# QUESITI
1. Traduci in inglese questa frase della recensione di Tenet: "Il dilemma shakespeariano non si fa attendere: quanta importanza è giusto dare alla forma rispetto al contenuto?"
2. Rispondi a queste domande sulla recensione di Tenet:
(a) Quali opere precedenti di Nolan vengono citate?
(b) A quale scena viene accostata la sequenza dell'aeroplano schiantato contro un hangar?
(c) Con quale regista vengono associati gli effetti esageratamente speciali?
3. Scrivi il seguito della recensione di Tenet, partendo subito dopo la sua ultima frase.

# BRANO SCELTO
“Lasciate ogni speranza, voi che entrate” sono le parole appropriate per rompere il ghiaccio, e far capire fin da subito di che pasta sia fatta l’ultima opera targata Christopher Nolan.

Se per ovvie ragioni era normale immaginarsi una pellicola di certo non semplice, ma di forte impatto visivo, a sto giro il divulgatore hollywoodiano per eccellenza ha superato ampiamente le aspettative, spiazzato lo spettatore dall’inizio alla fine, in preda a convulsioni neuronali della serie “Cosa cazzo ho appena visto?”.

Occorre fare una premessa: una volta entrati in sala, la via della cognizione si ramifica in due direzioni ben precise difficilmente intersecabili. L’immedesimazione con la trama e i personaggi fa a pugni fin dalla prima sequenza con il tentativo di comprendere non tanto la trama principale (fin banale, a essere sinceri, nulla più di un classico 007), bensì il perverso meccanismo spazio- temporale tanto caro a Nolan, tramite il quale costruisce l’intera narrazione degli eventi. Il dilemma shakespeariano non si fa attendere: quanta importanza è giusto dare alla forma rispetto al contenuto? Parliamo pur sempre di un blockbuster uscito nei cinema di tutto il mondo con il chiaro intento di incassare il più possibile, soprattutto alla luce di quanto sta succedendo da sei mesi a questa parte. Un prodotto di questo genere, inoltre, trova solitamente la sua compiutezza nell’intrattenimento dei fruitori, e a conti fatti Tenet ci riesce egregiamente, guidato dall’ormai esperta mano del regista attraverso scene tecnicamente sublimi (la sequenza dell’aeroplano schiantato contro un hangar ci riporta indietro nel tempo fino all’esplosione dell’ospedale alle spalle di un Joker serafico e compiaciuto), quasi del tutto prive di green screen o effetti esageratamente speciali alla Michael Bay (qualcuno ce ne liberi). Ciò che davvero lascia basiti è il sostanziale disorientamento narrativo presente in quasi tutte le scene del film, almeno dopo una prima visione. E se per certi versi ne avevamo avuto un piacevole assaggio (nonostante tutto) in opere precedenti come Inception o Interstellar, in questo caso si è voluto forzare un po’ troppo la mano. L’estrema necessità di una seconda visione che si palesa nella mente dello spettatore al termine della pellicola, poco si concilia con l’accezione primaria del cinema in quanto tale. Se da un parte è giusto avere la voglia di rivedere un film per capire meglio alcuni passaggi che a primo impatto potevano risultare difficilmente assimilabili, dall’altra è quantomeno frustrante sentire il forte bisogno di una comprensione generale, magari alla terza o quarta visione. Per citare Casper, si potrebbe parlare addirittura di una faccenda in sospeso rispetto al film stesso, e questo è un problema.

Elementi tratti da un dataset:

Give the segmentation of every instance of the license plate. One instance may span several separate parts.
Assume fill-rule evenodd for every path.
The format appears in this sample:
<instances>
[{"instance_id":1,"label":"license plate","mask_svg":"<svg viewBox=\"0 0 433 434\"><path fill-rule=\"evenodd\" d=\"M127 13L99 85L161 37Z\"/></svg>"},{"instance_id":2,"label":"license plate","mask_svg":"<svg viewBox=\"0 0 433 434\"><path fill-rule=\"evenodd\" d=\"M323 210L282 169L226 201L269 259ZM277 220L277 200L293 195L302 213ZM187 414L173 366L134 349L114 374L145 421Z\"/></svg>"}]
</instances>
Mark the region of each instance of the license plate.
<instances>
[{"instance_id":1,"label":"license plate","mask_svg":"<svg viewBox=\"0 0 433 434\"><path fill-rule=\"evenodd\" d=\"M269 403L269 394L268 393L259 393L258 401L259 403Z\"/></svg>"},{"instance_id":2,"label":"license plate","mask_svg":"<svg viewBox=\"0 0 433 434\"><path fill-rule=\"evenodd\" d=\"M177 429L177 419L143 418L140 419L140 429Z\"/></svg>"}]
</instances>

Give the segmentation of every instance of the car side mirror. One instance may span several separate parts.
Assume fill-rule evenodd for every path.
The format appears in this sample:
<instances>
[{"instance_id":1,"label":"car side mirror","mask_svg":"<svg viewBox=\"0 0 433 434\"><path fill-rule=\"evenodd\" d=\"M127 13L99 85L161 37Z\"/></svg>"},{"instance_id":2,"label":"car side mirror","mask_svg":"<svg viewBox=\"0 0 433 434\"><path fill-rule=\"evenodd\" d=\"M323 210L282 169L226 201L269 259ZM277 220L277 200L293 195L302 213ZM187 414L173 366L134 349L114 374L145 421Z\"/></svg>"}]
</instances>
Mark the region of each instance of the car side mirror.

# RISPOSTE
1. The Shakespearean dilemma is not long in coming: how much importance is it right to give to form compared with content?

2.
(a) Inception e Interstellar.
(b) All'esplosione dell'ospedale alle spalle di un Joker serafico e compiaciuto.
(c) Michael Bay.

3.
Il fil rouge nozionistico che da sempre lega la filmografia nolaniana evidenzia in Tenet la sua massima presunzione, spogliando l’incredibile impalcatura tecnica e sonora (le musiche di Ludwig

Goransson rubano gran parte della scena a mani basse) per lasciare a terra i detriti di ciò che poteva essere davvero.

A discapito di una meravigliosa interpretazione da parte di Robert Pattinson (uno dei più talentuosi della sua generazione, nonostante gli esordi infelici), è difficile non parlare di Tenet come di un’opera riuscita a metà. Considerato l’immenso talento a disposizione, è lecito pensare che sia Nolan stesso a necessitare di un’inversione temporale, in modo da ricongiungersi con il suo cinema primordiale a cui tutti dobbiamo molto.

Giorgio Rolfi
26 anni, di cui 19 trascorsi nella musica.  Cinema, videogames e dipendenza da festa completano un carattere non facile, ma unico nel suo genere... Ah, dimenticavo, l'umiltà non è il mio forte.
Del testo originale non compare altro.